Working line by line, output the entries below exactly as they appear.

******************************

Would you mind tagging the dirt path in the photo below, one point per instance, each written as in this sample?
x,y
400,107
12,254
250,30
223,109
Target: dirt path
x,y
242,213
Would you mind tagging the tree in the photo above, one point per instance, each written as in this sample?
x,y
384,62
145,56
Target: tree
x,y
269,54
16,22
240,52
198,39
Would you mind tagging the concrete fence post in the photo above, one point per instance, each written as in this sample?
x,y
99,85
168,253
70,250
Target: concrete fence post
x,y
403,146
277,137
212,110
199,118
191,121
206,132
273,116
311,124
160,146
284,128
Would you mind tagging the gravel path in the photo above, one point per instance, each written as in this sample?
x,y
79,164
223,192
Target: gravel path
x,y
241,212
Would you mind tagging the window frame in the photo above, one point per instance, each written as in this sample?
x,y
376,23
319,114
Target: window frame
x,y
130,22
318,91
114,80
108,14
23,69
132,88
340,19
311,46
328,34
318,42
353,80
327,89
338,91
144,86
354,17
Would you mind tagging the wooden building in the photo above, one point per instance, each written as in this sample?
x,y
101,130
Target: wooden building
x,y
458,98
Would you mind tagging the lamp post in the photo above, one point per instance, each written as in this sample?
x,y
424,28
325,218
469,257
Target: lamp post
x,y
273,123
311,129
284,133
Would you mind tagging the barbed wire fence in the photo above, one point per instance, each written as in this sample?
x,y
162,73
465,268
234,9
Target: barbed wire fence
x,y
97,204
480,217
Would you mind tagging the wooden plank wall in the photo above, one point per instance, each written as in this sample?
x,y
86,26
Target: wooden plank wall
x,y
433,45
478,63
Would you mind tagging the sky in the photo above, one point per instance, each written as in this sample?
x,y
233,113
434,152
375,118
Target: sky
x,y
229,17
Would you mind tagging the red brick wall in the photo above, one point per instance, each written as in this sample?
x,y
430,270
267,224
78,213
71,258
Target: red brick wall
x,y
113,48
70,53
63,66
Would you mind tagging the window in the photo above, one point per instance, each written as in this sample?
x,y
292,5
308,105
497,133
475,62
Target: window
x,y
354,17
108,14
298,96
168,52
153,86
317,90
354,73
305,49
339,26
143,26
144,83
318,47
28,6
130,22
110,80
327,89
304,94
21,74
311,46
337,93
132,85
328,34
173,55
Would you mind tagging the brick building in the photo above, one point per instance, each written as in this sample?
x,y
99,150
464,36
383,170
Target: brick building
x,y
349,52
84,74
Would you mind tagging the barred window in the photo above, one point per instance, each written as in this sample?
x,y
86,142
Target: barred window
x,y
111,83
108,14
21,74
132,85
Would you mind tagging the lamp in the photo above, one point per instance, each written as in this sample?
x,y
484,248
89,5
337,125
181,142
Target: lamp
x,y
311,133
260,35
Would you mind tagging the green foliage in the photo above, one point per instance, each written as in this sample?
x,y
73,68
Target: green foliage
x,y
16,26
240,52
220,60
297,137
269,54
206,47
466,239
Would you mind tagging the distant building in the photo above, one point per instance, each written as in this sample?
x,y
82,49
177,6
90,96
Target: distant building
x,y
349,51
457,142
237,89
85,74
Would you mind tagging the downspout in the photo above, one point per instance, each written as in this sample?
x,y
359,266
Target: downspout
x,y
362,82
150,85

******************************

**ANSWER BOX**
Would you mind tagging the dirt path in the photo below, one point per instance, each written as in this sample?
x,y
400,107
12,254
250,30
223,109
Target: dirt path
x,y
242,213
Would you mind tagging the tree in the photo above, one point per instance, each written as in this sample?
x,y
384,62
145,56
Target: tree
x,y
269,54
16,22
240,52
198,39
Would you mind tagging the concrete fence post in the photo above, one point per instance, each written as in this sample?
x,y
99,85
168,253
70,250
Target: concrete fence post
x,y
403,146
277,137
212,110
199,118
191,121
206,132
273,116
311,124
160,146
284,128
Would you mind tagging the gravel path in the photo above, one point per instance, each written as in this sample?
x,y
79,164
223,192
Target: gravel path
x,y
241,212
Would you mind tagging the window frame in the photo above, one point per instance, each written as in this sample?
x,y
376,23
319,114
Target: window frame
x,y
130,22
318,91
114,80
108,14
23,69
132,88
340,19
311,46
328,34
318,42
353,80
327,89
338,91
144,86
354,17
Would you mind tagging the wooden building in the photo above, one point per instance, each written as in this sample?
x,y
101,130
Target: wooden building
x,y
458,98
Would you mind tagging the lamp post in the photo above, one point per instance, each written as in this sample?
x,y
424,28
325,218
469,257
Target: lamp post
x,y
273,123
311,129
284,133
Would you mind tagging the barbed wire fence in the photo above, one point per instance, each written as in this sample?
x,y
162,73
465,268
234,9
Target: barbed wire fence
x,y
97,204
480,217
Would you mind tagging the wooden plank wall in the photo above, one point per instance, each written as in this sample?
x,y
86,26
Target: wooden plank wall
x,y
433,45
478,63
Would you mind tagging the sky in the photo above, one point per instance, each written as in this sample?
x,y
233,113
434,152
375,118
Target: sky
x,y
229,17
Would you mind tagging the red brick wall in the photo above, one point per instance, each written as in this sample?
x,y
430,270
267,224
78,213
71,258
Target: red brick wall
x,y
113,48
70,53
63,66
Would you mind tagging the window in the photo above, one point per instance, each written as in this sample?
x,y
292,5
308,105
497,133
475,62
Target: window
x,y
354,17
108,14
298,96
168,52
153,86
317,90
354,73
305,49
339,26
143,26
144,83
318,47
28,6
130,22
110,80
327,89
304,94
21,74
311,46
337,93
132,85
328,34
173,55
Would you mind tagging the brick building in the photo above, one point per instance, each written as in this sample?
x,y
99,150
464,36
383,170
Target: brick building
x,y
349,52
84,74
Would you mind tagging the barred window in the photo above, one point per instance, each written as in this sample?
x,y
86,142
Target: barred window
x,y
111,83
108,14
21,74
132,85
Would you mind tagging the lamp in the photo above, one point per instance, each written as in this sample?
x,y
484,248
89,5
337,125
181,142
Target: lamp
x,y
311,133
260,35
Would you mind tagging the green foliage in the photo above, one point per instance, each written as in this sample?
x,y
73,68
Target: green foliage
x,y
16,26
240,52
220,60
297,137
269,54
206,47
466,239
Would you mind tagging the distant building in the photo above, one point per instance, each written as in this sample?
x,y
82,49
177,6
90,96
Target: distant building
x,y
349,51
457,142
237,89
85,74
Would you mind tagging the downspout in the photo above, one point per instance, each written as in this sample?
x,y
359,266
Target: downspout
x,y
362,82
150,85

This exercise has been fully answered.